------ RECORDS SHOWN ------

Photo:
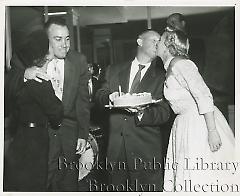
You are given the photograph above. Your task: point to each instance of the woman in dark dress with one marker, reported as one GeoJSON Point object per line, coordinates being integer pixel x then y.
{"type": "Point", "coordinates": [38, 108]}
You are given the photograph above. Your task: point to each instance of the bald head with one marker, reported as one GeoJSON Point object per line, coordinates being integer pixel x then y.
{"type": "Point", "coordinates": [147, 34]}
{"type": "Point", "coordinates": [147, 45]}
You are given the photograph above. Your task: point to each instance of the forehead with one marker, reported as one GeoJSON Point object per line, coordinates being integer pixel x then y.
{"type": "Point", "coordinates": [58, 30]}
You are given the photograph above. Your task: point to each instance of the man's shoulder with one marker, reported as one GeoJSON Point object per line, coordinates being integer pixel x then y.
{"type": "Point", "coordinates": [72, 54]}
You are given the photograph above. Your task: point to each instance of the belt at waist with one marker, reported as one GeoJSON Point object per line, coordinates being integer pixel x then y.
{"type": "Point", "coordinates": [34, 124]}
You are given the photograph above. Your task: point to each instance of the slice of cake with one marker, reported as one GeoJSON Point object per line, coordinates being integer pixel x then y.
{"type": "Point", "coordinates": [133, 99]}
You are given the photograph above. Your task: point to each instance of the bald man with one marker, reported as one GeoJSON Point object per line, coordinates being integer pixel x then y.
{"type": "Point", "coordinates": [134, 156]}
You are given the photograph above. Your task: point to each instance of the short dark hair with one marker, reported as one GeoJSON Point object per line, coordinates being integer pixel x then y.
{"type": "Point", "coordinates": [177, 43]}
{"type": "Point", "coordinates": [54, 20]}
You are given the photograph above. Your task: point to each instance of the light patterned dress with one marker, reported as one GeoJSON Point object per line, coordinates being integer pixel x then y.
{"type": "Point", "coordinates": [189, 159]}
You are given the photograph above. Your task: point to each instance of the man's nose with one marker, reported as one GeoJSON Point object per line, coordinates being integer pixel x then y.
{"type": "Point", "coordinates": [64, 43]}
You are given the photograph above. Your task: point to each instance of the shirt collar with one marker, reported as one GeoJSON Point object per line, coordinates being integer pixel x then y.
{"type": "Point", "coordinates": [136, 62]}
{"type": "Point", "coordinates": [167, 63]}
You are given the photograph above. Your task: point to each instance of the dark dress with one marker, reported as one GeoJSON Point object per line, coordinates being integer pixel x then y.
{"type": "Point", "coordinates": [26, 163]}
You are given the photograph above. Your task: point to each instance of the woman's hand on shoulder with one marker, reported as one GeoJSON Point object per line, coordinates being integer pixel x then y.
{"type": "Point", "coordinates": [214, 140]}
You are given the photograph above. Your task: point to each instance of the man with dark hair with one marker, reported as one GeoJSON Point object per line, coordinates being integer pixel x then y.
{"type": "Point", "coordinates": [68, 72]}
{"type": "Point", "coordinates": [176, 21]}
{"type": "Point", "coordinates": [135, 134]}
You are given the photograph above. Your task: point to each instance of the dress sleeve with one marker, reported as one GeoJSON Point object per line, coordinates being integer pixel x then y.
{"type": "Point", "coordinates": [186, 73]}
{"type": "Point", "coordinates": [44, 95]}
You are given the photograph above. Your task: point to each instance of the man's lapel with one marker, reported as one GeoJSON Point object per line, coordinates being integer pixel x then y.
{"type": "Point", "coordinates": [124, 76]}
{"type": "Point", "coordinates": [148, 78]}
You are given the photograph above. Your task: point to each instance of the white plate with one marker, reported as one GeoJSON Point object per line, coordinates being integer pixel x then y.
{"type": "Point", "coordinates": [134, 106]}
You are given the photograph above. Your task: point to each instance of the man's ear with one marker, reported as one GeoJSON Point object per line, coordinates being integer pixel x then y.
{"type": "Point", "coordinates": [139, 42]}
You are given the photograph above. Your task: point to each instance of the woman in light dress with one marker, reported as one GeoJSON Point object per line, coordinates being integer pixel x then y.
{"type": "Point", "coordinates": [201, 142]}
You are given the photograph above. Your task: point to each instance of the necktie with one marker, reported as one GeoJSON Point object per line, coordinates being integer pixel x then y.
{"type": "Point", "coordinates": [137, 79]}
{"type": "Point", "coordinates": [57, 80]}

------
------ RECORDS SHOWN ------

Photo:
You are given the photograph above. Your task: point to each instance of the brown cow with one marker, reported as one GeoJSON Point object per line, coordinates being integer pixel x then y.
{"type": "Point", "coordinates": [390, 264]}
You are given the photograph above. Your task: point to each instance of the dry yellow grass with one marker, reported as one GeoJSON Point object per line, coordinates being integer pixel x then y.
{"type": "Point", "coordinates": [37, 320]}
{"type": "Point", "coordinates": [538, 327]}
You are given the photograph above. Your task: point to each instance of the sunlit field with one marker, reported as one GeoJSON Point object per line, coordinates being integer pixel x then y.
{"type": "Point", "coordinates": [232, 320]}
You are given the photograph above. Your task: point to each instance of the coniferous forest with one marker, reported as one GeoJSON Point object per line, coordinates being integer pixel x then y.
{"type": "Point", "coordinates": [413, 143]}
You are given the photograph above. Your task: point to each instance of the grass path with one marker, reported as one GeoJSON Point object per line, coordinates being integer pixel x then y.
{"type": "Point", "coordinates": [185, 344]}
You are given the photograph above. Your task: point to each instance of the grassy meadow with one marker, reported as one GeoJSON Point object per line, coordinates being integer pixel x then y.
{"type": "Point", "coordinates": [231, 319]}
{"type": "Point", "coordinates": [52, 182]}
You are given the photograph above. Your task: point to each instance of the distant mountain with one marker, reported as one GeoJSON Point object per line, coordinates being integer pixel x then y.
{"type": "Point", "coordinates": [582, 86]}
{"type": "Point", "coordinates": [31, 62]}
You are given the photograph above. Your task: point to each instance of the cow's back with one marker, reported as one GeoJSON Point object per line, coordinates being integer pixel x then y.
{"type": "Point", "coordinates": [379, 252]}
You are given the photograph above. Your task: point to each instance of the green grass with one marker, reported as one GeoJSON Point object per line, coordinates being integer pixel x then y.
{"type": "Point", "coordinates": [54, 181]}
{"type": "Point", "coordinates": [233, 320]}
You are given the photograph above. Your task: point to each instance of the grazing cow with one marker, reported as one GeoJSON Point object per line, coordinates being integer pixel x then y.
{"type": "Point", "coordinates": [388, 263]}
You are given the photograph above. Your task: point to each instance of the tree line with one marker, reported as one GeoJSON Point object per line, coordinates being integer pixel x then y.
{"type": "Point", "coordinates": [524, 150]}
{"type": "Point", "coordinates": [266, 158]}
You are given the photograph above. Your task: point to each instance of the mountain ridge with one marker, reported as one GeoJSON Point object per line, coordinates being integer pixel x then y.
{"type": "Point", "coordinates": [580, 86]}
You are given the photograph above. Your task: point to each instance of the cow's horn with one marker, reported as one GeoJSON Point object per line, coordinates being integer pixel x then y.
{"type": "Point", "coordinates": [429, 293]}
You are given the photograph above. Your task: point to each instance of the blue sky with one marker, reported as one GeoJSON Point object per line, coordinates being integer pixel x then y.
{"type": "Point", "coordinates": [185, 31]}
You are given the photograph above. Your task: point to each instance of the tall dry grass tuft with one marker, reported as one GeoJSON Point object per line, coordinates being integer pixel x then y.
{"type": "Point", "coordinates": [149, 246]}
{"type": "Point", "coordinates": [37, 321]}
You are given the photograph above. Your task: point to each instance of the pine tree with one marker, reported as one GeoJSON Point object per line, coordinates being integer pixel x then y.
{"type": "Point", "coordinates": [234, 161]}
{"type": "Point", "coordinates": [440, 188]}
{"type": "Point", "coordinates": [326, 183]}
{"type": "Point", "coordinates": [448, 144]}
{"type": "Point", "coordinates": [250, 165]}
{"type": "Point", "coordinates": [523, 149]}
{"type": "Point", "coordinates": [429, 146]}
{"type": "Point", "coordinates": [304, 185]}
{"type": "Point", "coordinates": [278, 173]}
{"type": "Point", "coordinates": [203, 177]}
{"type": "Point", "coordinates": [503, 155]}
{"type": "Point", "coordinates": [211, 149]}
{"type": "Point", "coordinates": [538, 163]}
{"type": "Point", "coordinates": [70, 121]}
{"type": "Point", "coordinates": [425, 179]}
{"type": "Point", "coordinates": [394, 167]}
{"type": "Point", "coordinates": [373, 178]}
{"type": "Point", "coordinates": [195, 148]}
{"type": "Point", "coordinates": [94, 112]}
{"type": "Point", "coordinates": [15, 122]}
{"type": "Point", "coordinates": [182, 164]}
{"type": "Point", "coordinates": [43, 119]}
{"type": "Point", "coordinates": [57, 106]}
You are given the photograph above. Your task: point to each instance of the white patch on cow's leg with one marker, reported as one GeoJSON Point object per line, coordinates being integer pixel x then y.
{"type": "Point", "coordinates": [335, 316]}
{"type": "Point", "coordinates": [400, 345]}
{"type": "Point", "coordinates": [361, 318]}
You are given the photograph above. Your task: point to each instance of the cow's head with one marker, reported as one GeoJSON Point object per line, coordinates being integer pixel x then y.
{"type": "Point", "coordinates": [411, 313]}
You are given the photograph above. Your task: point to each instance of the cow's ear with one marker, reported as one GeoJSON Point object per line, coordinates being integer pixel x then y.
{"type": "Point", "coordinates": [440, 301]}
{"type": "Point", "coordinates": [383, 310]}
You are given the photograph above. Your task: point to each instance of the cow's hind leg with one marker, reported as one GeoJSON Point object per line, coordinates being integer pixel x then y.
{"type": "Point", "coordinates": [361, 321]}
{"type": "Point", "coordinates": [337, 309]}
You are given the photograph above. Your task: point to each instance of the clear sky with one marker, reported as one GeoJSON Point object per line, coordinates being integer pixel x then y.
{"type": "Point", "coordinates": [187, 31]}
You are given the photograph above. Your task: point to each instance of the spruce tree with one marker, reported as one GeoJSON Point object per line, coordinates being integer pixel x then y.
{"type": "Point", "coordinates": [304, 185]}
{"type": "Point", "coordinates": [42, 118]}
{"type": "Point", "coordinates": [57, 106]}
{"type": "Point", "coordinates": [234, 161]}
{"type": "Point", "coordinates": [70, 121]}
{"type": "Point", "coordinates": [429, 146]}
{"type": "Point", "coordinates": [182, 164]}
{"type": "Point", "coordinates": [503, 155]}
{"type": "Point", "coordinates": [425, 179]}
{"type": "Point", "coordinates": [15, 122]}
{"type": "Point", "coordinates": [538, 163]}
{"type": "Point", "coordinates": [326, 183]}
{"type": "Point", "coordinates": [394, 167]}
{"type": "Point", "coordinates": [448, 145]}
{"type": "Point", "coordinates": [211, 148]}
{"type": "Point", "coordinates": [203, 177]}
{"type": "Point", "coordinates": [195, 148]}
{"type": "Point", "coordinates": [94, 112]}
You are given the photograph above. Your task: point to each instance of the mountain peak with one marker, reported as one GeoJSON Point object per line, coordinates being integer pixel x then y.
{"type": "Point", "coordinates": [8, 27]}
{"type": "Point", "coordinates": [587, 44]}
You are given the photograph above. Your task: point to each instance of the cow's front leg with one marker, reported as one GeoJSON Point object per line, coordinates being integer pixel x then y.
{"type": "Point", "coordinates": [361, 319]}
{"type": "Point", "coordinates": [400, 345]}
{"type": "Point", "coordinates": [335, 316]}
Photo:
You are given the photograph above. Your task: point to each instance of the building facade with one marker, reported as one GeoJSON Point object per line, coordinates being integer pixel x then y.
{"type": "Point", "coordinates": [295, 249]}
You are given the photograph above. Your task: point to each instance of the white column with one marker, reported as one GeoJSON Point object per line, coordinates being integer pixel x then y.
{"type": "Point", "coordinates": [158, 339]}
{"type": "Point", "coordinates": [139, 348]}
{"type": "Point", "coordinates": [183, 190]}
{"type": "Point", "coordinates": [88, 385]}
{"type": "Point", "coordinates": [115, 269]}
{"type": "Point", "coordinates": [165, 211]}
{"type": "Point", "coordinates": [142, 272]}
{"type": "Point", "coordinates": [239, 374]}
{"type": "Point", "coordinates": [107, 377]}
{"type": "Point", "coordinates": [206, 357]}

------

WHAT YOU HAVE TO DO → List every line of the entries above that contains the string "tree", matching case exactly.

ANSWER TO THE PROBLEM →
You are given the photograph above. Your task: point to each instance of the tree line with one marker, reported as one GeoJSON Point object per line, coordinates being integer pixel x then y.
You are given the photograph above. Your task: point to each instance of the pine tree with one marker, reported as one GeoJSON Point object per line, coordinates being integer pixel x then y.
You are given the photograph above. Your task: point to each instance of the spruce tree with one marker, reported as one GeoJSON Point object per line, coordinates being integer pixel x then y.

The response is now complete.